## begin Material supplied

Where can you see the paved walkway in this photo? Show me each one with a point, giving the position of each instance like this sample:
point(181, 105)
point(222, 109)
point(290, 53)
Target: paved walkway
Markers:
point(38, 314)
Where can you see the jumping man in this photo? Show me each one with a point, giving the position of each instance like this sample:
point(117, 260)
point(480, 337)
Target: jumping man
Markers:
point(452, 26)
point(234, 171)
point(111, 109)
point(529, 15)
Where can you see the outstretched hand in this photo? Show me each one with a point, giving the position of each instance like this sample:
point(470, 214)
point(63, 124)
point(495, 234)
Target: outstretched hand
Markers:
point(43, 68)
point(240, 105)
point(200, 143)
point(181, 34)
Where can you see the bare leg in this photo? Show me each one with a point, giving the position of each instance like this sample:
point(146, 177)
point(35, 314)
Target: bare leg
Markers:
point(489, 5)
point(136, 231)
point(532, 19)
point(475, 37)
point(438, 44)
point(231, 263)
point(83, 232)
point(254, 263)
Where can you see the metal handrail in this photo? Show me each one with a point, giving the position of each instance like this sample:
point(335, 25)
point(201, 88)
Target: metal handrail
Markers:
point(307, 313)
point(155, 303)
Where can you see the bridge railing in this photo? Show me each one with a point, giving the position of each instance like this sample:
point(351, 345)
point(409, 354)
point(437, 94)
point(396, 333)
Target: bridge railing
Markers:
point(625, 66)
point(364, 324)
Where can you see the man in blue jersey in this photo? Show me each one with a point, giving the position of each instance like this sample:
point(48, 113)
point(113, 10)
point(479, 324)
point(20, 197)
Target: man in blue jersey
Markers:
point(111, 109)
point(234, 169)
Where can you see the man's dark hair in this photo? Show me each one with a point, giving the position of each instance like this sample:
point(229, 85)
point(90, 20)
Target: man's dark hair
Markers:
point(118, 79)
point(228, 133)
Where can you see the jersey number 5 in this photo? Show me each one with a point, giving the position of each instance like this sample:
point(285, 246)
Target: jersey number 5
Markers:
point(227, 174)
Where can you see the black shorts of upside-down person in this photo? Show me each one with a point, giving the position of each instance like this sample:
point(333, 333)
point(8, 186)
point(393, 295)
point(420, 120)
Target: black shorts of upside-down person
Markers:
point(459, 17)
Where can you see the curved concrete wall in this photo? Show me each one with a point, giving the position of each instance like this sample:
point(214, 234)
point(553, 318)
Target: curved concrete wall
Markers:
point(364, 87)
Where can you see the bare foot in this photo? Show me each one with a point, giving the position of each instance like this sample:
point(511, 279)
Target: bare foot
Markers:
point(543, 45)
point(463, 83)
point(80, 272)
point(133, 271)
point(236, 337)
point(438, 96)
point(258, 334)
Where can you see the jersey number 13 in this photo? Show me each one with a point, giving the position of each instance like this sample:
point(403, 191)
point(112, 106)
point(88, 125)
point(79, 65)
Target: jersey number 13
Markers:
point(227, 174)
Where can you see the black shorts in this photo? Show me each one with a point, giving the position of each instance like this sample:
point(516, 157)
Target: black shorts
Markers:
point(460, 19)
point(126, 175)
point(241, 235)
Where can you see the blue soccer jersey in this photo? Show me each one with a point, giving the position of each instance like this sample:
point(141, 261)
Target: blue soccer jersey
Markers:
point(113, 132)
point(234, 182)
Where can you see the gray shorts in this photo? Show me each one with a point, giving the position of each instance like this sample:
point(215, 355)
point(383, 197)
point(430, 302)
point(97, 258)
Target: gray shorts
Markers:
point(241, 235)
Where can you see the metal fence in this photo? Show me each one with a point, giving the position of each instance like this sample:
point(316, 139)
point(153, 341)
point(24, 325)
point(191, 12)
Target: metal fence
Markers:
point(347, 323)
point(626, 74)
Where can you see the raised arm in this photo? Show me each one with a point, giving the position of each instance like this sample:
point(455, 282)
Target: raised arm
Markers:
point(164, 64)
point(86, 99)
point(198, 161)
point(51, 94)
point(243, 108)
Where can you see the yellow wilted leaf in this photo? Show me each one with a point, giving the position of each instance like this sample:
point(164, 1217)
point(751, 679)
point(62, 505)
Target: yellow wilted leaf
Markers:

## end Material supplied

Goal of the exercise
Set down the entries above again, word for word.

Finished answer
Where can you see the paved walkway in this photo? Show me each one with a point, giving the position of each instance like this sample:
point(181, 105)
point(222, 109)
point(290, 53)
Target: paved walkway
Markers:
point(38, 314)
Where can you see the jumping man in this photo? Show me each one with a point, giving the position of each instance like this sample:
point(117, 260)
point(480, 337)
Target: jumping man
Markers:
point(452, 26)
point(234, 171)
point(111, 109)
point(529, 15)
Where can you see the outstretched hand in this photo? Show me each one with a point, giving the position of each instance like this sample:
point(470, 214)
point(63, 124)
point(495, 234)
Target: outstretched hand
Markers:
point(43, 68)
point(240, 105)
point(200, 143)
point(181, 34)
Where can you see the bare leg in this photo? Show me each one with a point, giving the position of each instance like this sample:
point(146, 177)
point(35, 314)
Target: bare leg
Markers:
point(489, 5)
point(136, 231)
point(532, 19)
point(475, 37)
point(438, 44)
point(231, 263)
point(83, 232)
point(254, 263)
Where can you see the metal handrail in this photo? Show me each one with a point, giving the position of each instance like this sample:
point(335, 25)
point(201, 88)
Target: metal handrail
Markers:
point(307, 313)
point(155, 303)
Where can you see the bridge railing in this photo? Show me each one with a point, giving the position of each instance like this sample:
point(351, 345)
point(409, 354)
point(437, 94)
point(396, 333)
Target: bridge railing
Markers:
point(625, 66)
point(364, 324)
Where can you see the man in blue jersey in this photo? Show me each one with a point, giving the position of each instance like this sample:
point(48, 113)
point(113, 10)
point(479, 324)
point(20, 197)
Target: man in blue jersey
Markers:
point(111, 109)
point(234, 169)
Where can you see the man's dark hair in this photo? Show me each one with a point, giving the position of each instance like this sample:
point(229, 85)
point(90, 20)
Target: man's dark hair
Markers:
point(118, 79)
point(228, 133)
Where can you see the jersey number 5 in this photo? Show me each one with a point, giving the position of each instance like this sample:
point(285, 246)
Target: jersey number 5
Markers:
point(227, 174)
Where can you see the black shorts of upside-down person in this photo? Show me each one with a point, giving the position of each instance like this sample:
point(333, 333)
point(8, 186)
point(393, 295)
point(420, 120)
Target: black shorts of upside-down person
Markers:
point(459, 17)
Where can you see the curved concrete wall in this photo? Show me each one with a point, giving the position of each instance like this sample:
point(214, 234)
point(553, 318)
Target: curved concrete wall
Markers:
point(364, 87)
Where can you see the bare foot in this photo? Show me each one with a point, giving the position of each instance like this sample:
point(511, 279)
Target: bare foot
Markers:
point(543, 45)
point(463, 83)
point(80, 272)
point(133, 271)
point(236, 337)
point(438, 96)
point(258, 334)
Where can you see the jersey number 13 in this photo? Show me each one with a point, giving the position of each instance like this sample:
point(403, 191)
point(112, 106)
point(88, 125)
point(79, 65)
Target: jersey number 13
Markers:
point(227, 174)
Where can you see the black shorts in this photo? Show me each one with a point, giving the position of each instance like this sample:
point(516, 157)
Target: black shorts
Markers:
point(460, 19)
point(126, 175)
point(241, 235)
Where can you see the blue soccer jersey in this photo? Show me each one with a point, giving the position of each instance like this sample:
point(141, 261)
Target: blue soccer jersey
Markers:
point(113, 132)
point(234, 182)
Where can you see the gray shorts in this photo? Show me each one with a point, giving the position of each instance like this sample:
point(215, 355)
point(383, 197)
point(430, 302)
point(97, 258)
Target: gray shorts
Markers:
point(241, 235)
Where can you see the metal fence in this photo? Show me each one with a point, giving the position of each instance like this sample:
point(316, 139)
point(153, 341)
point(24, 325)
point(191, 12)
Target: metal fence
Markers:
point(347, 323)
point(626, 74)
Where can you see the raised arm in this photo? Show me each one with a point, giving the position of each instance like this sample:
point(455, 282)
Target: raised arm
Markers:
point(164, 64)
point(86, 99)
point(198, 161)
point(51, 94)
point(243, 108)
Where can you see the yellow wilted leaf in this photo? Show me each one with a point, giving the position of each instance like this sample:
point(164, 1217)
point(751, 679)
point(62, 505)
Target: yellow wilted leaf
Markers:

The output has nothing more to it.